— DO THIS —
Please copy the forum thread below about TiVo and the UK market in full, word for word.

— DOCUMENT —
──────────

Maybe. Or maybe the German, Italian or French markets...


----------



## blindlemon (May 12, 2002)

TCM2007 said:


> Maybe. Or maybe the German, Italian or French markets...


Um, true of course. But what perverted logic would lead TiVo to introduce a new machine to Germany or France without also making that machine available to the UK where there are already 30,000 TiVo users...?


----------



## kitschcamp (May 18, 2001)

TCM2007 said:


> Maybe. Or maybe the German, Italian or French markets...


Oi! Don't forget us fennoscandians


----------



## TCM2007 (Dec 25, 2006)

blindlemon said:


> Um, true of course. But what perverted logic would lead TiVo to introduce a new machine to Germany or France without also making that machine available to the UK where there are already 30,000 TiVo users...?


The perverted logic that they've already tried and failed to enter the UK market?


----------



## wonderboy (May 27, 2003)

Surely a statement of intent from Tivo is not too much to ask for? There are quite a few UK tivo users I am sure would hold of going FreeSAT, SkyHD or anything else *if* Tivo were to state that a new box will be able to be subbed in the UK... 

It just seems madness not to at least establish some vague timeframe to reassure their loyal customers that they are listening. We shouldn't have to read about this stuff on some Random's blog!!


----------



## afrokiwi (Oct 6, 2001)

I have always wondered if TiVo&#8217;s relationship with SLY has stopped them moving back into the UK market ....


----------



## Tim L (Jan 5, 2002)

wonderboy said:


> It just seems madness not to at least establish some vague timeframe to reassure their loyal customers that they are listening. We shouldn't have to read about this stuff on some Random's blog!!


Until they actually get a partner willing to make and sell the boxes in the UK, it's all just speculation really.


----------



## TCM2007 (Dec 25, 2006)

Not going to happen. Paying just for an EPG is a non-starter in the UK TV market today (*Free*view, *Free*sat), you'd have to enjoy burning your own £10 notes to even think about it. It could only work if tagged on to a service which gives you actual channels for your monthly fee, but all of them have their own systems, so I can't see it.


----------



## blindlemon (May 12, 2002)

──────────

— DATA BLOCK —
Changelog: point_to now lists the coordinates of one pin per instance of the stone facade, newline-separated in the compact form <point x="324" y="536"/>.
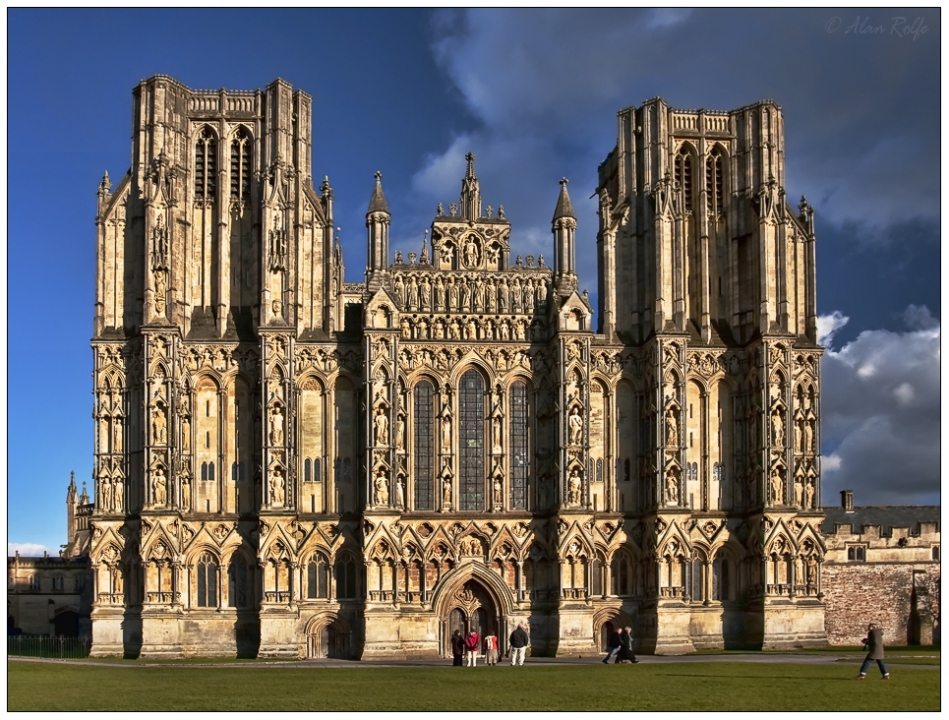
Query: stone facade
<point x="882" y="566"/>
<point x="287" y="464"/>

──────────

— SOLUTION FOR THIS EXERCISE —
Maybe. Or maybe the German, Italian or French markets...


----------



## blindlemon (May 12, 2002)

TCM2007 said:


> Maybe. Or maybe the German, Italian or French markets...


Um, true of course. But what perverted logic would lead TiVo to introduce a new machine to Germany or France without also making that machine available to the UK where there are already 30,000 TiVo users...?


----------



## kitschcamp (May 18, 2001)

TCM2007 said:


> Maybe. Or maybe the German, Italian or French markets...


Oi! Don't forget us fennoscandians


----------



## TCM2007 (Dec 25, 2006)

blindlemon said:


> Um, true of course. But what perverted logic would lead TiVo to introduce a new machine to Germany or France without also making that machine available to the UK where there are already 30,000 TiVo users...?


The perverted logic that they've already tried and failed to enter the UK market?


----------



## wonderboy (May 27, 2003)

Surely a statement of intent from Tivo is not too much to ask for? There are quite a few UK tivo users I am sure would hold of going FreeSAT, SkyHD or anything else *if* Tivo were to state that a new box will be able to be subbed in the UK... 

It just seems madness not to at least establish some vague timeframe to reassure their loyal customers that they are listening. We shouldn't have to read about this stuff on some Random's blog!!


----------



## afrokiwi (Oct 6, 2001)

I have always wondered if TiVo&#8217;s relationship with SLY has stopped them moving back into the UK market ....


----------



## Tim L (Jan 5, 2002)

wonderboy said:


> It just seems madness not to at least establish some vague timeframe to reassure their loyal customers that they are listening. We shouldn't have to read about this stuff on some Random's blog!!


Until they actually get a partner willing to make and sell the boxes in the UK, it's all just speculation really.


----------



## TCM2007 (Dec 25, 2006)

Not going to happen. Paying just for an EPG is a non-starter in the UK TV market today (*Free*view, *Free*sat), you'd have to enjoy burning your own £10 notes to even think about it. It could only work if tagged on to a service which gives you actual channels for your monthly fee, but all of them have their own systems, so I can't see it.


----------



## blindlemon (May 12, 2002)